→ Exercise
Your answer must be one number: the count of lines below that include "pixels".

*** Record set Section Begins ***

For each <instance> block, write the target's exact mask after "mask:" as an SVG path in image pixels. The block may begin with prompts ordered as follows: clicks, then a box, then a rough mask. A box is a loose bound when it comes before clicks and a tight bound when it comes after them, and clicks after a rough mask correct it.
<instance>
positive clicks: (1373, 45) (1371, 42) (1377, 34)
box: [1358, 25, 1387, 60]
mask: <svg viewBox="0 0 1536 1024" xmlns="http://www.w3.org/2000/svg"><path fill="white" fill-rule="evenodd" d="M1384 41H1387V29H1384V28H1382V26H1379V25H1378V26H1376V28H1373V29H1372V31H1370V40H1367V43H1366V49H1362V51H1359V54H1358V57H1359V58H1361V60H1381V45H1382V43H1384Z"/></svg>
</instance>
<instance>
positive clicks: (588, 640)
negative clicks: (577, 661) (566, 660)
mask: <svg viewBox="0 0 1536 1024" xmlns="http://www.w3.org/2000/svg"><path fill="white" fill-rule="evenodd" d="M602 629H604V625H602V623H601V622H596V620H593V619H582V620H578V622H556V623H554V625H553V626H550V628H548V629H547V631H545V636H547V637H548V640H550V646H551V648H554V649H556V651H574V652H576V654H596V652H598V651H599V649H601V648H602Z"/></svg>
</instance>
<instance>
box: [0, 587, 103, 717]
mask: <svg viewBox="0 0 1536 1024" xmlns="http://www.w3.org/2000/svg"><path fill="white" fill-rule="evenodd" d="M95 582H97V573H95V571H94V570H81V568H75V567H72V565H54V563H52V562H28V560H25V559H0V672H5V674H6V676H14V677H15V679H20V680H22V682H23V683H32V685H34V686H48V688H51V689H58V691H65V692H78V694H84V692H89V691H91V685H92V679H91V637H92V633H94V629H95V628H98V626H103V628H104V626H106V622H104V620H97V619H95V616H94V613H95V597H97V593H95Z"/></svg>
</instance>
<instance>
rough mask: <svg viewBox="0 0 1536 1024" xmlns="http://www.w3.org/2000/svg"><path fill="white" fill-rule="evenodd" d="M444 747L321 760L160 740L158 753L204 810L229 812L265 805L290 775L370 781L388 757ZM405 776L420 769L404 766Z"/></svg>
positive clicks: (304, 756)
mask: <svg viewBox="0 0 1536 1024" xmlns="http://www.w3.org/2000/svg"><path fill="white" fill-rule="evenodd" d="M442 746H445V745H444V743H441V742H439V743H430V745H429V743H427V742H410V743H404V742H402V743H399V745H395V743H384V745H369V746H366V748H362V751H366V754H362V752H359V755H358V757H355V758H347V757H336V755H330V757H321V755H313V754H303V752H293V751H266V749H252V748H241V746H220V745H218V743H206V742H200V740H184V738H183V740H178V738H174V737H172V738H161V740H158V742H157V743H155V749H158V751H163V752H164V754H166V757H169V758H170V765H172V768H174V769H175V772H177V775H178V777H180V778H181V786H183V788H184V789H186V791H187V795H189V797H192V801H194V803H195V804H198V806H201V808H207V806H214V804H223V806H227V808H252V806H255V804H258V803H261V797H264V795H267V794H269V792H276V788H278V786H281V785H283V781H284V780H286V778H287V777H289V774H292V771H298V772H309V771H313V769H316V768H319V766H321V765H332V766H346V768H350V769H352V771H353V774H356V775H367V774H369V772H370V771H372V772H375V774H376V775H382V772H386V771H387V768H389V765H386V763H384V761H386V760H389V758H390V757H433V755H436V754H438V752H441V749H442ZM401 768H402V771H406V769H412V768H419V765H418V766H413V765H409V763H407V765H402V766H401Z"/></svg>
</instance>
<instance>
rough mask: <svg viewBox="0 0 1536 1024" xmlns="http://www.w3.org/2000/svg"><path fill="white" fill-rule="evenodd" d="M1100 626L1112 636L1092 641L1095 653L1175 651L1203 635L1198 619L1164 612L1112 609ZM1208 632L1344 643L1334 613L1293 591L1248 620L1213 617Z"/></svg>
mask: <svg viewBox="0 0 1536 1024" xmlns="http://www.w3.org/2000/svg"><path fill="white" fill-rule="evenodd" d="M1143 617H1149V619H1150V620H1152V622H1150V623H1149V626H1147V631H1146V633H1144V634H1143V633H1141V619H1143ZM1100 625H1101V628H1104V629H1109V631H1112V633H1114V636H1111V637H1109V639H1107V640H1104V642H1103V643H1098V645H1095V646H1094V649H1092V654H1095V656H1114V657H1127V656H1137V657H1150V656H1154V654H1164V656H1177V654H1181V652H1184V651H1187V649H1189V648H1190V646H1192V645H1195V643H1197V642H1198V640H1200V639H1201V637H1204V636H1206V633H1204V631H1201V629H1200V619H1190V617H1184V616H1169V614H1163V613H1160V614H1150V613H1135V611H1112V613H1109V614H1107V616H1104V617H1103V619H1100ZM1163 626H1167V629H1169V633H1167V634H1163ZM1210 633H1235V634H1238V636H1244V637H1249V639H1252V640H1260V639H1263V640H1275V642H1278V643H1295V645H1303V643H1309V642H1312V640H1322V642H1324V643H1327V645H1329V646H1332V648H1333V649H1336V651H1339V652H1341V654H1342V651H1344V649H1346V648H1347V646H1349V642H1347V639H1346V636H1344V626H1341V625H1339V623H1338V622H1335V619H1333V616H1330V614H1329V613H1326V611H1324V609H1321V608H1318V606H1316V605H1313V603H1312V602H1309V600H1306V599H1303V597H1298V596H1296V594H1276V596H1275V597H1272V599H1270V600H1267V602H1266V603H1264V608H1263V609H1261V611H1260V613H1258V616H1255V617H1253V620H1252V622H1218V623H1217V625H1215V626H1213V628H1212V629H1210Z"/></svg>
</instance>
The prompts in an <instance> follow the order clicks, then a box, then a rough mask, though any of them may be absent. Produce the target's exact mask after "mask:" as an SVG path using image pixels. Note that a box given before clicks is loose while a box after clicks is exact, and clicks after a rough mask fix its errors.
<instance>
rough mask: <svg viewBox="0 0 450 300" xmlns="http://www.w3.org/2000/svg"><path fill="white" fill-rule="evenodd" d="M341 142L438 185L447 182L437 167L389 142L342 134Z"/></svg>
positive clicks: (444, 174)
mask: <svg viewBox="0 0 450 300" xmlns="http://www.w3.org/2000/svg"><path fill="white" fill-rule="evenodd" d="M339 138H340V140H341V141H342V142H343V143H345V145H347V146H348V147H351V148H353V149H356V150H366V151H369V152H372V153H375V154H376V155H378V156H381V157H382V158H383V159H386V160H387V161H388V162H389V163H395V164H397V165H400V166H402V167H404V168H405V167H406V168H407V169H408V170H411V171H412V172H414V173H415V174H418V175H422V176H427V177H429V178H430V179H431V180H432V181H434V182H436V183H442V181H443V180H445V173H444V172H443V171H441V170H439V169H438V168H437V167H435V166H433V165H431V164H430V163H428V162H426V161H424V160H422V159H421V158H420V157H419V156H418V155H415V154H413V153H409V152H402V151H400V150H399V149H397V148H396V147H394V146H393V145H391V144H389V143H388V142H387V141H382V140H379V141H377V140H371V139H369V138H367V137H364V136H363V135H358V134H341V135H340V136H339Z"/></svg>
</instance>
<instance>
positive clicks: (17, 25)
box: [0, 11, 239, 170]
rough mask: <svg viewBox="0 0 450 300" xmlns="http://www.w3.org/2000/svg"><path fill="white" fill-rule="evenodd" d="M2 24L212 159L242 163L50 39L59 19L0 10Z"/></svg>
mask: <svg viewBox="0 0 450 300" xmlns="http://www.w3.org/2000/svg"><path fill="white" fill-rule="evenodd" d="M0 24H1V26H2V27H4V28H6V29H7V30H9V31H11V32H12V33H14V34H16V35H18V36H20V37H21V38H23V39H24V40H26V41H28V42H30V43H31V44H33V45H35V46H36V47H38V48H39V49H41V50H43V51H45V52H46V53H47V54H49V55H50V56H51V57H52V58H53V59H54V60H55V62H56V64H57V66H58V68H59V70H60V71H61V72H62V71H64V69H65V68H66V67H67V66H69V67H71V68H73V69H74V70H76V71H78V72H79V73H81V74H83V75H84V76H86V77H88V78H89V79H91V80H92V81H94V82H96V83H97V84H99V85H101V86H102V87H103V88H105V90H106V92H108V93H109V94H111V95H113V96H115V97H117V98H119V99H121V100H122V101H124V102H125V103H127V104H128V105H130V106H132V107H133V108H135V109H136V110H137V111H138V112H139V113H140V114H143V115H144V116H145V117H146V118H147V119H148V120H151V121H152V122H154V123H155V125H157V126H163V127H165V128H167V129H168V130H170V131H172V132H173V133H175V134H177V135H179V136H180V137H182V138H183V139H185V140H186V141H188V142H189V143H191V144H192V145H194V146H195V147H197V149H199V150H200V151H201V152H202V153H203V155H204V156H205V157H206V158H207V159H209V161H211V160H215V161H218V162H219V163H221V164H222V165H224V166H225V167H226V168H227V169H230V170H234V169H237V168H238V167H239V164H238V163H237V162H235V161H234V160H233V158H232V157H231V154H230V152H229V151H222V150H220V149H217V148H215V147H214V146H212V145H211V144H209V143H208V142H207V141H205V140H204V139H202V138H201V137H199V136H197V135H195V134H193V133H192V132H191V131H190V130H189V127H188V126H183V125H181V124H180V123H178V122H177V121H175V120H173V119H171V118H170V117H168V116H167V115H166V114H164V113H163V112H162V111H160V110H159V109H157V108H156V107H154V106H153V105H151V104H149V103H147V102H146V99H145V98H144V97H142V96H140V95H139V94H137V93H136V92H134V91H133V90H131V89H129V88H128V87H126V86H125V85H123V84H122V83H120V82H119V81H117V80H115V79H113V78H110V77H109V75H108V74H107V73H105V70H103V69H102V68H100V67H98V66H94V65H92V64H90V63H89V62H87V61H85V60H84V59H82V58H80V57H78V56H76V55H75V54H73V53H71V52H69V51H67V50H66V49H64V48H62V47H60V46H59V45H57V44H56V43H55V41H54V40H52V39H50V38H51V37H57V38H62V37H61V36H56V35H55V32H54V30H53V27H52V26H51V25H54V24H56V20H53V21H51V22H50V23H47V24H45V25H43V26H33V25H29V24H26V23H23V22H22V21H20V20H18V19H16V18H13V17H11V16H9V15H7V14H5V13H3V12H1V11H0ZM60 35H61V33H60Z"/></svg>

*** Record set Section Ends ***

→ Written answer
2